* **WHAT TO WORK ON**:
From the line containing "Return one point for each instance of the jetty." to the end of the listing, write out every line exactly; leave out everything else.

* **THE DATA**:

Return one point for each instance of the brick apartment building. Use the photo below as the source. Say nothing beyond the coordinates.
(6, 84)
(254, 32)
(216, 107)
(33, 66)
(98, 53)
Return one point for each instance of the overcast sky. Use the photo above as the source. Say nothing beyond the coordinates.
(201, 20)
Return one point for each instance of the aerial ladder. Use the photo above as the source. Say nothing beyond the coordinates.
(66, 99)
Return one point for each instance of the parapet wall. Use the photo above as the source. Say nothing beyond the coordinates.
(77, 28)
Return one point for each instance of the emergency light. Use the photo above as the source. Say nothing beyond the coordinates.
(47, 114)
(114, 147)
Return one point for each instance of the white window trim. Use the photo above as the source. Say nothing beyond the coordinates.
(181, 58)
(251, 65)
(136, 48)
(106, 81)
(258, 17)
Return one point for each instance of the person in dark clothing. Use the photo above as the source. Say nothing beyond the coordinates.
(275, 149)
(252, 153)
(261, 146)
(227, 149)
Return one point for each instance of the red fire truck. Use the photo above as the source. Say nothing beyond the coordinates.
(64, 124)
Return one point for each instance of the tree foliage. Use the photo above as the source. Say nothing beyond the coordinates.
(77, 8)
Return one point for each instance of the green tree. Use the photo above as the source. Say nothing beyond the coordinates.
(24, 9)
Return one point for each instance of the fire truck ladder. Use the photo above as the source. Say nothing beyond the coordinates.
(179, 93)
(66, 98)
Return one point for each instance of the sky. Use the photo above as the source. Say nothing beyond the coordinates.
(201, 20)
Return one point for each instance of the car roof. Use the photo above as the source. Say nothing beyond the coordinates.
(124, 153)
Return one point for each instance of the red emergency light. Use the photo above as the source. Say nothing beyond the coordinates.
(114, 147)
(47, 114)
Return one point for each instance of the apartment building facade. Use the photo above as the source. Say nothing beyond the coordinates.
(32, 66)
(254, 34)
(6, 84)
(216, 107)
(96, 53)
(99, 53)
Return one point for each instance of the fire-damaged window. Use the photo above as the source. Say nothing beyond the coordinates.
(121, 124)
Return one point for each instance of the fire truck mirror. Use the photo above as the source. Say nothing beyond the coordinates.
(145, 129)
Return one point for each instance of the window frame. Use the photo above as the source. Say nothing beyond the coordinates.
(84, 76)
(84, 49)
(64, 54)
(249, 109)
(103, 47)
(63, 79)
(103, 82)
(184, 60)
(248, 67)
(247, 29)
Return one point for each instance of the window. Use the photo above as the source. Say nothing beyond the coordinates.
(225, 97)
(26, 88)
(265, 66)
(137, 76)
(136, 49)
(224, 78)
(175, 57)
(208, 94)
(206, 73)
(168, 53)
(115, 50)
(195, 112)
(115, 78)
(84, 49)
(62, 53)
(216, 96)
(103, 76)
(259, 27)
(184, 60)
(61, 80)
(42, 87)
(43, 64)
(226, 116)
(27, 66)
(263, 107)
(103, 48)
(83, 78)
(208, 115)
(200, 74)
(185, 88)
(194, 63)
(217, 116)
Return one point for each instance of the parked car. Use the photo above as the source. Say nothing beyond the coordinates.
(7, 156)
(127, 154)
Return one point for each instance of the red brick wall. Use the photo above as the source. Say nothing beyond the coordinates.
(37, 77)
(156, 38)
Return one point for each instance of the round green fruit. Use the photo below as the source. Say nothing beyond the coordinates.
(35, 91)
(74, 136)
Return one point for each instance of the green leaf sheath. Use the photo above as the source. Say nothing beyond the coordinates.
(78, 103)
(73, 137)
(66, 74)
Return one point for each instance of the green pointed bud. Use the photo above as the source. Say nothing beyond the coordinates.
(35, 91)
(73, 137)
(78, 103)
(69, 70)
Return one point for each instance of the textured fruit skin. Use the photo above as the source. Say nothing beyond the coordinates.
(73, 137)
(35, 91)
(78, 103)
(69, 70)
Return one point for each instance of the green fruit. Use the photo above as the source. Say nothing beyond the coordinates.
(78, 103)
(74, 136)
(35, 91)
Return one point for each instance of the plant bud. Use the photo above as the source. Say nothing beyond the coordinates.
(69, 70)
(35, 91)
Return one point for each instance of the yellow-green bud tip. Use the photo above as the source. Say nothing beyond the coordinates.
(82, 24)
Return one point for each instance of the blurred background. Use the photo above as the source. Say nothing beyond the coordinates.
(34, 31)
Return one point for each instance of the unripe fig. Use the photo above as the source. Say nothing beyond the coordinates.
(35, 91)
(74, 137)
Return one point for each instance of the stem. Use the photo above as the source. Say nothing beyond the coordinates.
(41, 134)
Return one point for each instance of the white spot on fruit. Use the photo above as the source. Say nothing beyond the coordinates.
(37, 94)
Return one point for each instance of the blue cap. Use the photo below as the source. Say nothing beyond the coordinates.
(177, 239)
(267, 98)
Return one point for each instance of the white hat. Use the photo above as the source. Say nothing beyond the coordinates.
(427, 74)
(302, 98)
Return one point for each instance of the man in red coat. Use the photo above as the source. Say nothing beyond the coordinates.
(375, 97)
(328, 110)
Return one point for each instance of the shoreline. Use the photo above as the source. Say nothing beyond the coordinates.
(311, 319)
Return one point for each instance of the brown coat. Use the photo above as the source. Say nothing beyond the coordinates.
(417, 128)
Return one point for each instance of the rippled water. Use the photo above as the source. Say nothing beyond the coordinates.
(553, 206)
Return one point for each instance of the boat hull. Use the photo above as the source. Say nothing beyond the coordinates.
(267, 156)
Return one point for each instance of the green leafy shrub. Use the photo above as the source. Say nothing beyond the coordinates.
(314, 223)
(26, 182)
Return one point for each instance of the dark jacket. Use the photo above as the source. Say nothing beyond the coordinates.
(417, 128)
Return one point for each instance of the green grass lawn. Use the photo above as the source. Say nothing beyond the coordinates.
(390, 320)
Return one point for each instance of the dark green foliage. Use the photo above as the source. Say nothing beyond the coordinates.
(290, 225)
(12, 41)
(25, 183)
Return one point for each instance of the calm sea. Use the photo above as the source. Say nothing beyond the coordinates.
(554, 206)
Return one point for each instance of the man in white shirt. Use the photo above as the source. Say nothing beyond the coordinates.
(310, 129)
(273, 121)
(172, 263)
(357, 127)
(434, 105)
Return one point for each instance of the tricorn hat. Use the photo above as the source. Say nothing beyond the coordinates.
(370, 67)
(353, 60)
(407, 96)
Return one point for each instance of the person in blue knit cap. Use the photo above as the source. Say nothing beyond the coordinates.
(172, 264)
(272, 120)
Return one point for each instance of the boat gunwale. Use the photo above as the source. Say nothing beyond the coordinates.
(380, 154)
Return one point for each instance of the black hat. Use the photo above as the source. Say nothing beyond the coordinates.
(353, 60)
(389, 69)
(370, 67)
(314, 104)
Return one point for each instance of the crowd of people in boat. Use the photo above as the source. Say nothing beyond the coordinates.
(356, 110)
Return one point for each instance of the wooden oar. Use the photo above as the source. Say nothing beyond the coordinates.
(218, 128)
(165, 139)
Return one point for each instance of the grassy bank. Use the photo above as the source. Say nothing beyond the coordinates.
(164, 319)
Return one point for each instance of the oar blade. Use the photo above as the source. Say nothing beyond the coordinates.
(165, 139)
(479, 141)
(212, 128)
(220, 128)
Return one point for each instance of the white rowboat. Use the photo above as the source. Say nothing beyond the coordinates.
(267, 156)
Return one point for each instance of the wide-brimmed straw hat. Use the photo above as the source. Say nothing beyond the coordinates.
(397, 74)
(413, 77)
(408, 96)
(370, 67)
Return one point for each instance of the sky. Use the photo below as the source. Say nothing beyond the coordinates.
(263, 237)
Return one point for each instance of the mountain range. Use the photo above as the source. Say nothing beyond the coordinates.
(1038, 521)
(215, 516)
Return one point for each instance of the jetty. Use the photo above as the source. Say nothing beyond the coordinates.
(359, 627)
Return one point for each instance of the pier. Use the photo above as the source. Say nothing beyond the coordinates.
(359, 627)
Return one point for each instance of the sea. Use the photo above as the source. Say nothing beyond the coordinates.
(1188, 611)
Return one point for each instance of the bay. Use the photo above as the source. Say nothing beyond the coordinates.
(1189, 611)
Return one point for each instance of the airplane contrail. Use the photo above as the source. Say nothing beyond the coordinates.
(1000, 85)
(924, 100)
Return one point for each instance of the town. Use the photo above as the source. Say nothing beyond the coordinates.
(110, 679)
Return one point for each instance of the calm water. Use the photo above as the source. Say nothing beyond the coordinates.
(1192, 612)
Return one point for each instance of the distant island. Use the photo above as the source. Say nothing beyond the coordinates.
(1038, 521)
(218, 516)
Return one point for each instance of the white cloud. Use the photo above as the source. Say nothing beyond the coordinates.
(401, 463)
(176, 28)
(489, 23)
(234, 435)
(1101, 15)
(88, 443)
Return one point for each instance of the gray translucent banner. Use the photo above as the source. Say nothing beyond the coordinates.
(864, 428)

* **ANSWER SPACE**:
Return one point for each instance of the jetty. Use the photo above as the source. Say nothing beyond the coordinates.
(359, 627)
Return one point for each instance of the pier. Use the photo above as the source. Say nothing beyond the coordinates.
(359, 627)
Return one point for each instance of the sea. Use the photo above as the source. Say nothing beyond the coordinates.
(1188, 611)
Return one point for each instance of the bay. Use the photo above as the source. Say nothing beyond the coordinates.
(1189, 611)
Return one point for each instance of the airplane contrail. Use the photo above as the source. Say nothing beyond the coordinates.
(1000, 85)
(924, 100)
Return one point for each instance of the town. Use the photo above as the source. Say nothing beyond the coordinates.
(110, 679)
Return one point for each instance of the calm water. Use the photo above as the source. Say nothing beyond the coordinates.
(1192, 612)
Return one point for each instance of the distant island. Use the photo above as the source. Say nothing beyond the coordinates.
(1038, 521)
(218, 516)
Return one point for each instance of the white cloud. Use the photo above as the source. Say nothing beyond the coordinates.
(401, 463)
(176, 28)
(489, 23)
(234, 435)
(1101, 15)
(88, 443)
Return one point for each instance of the gray translucent banner. Use the photo above as the source. Say nothing beyond the coordinates.
(864, 428)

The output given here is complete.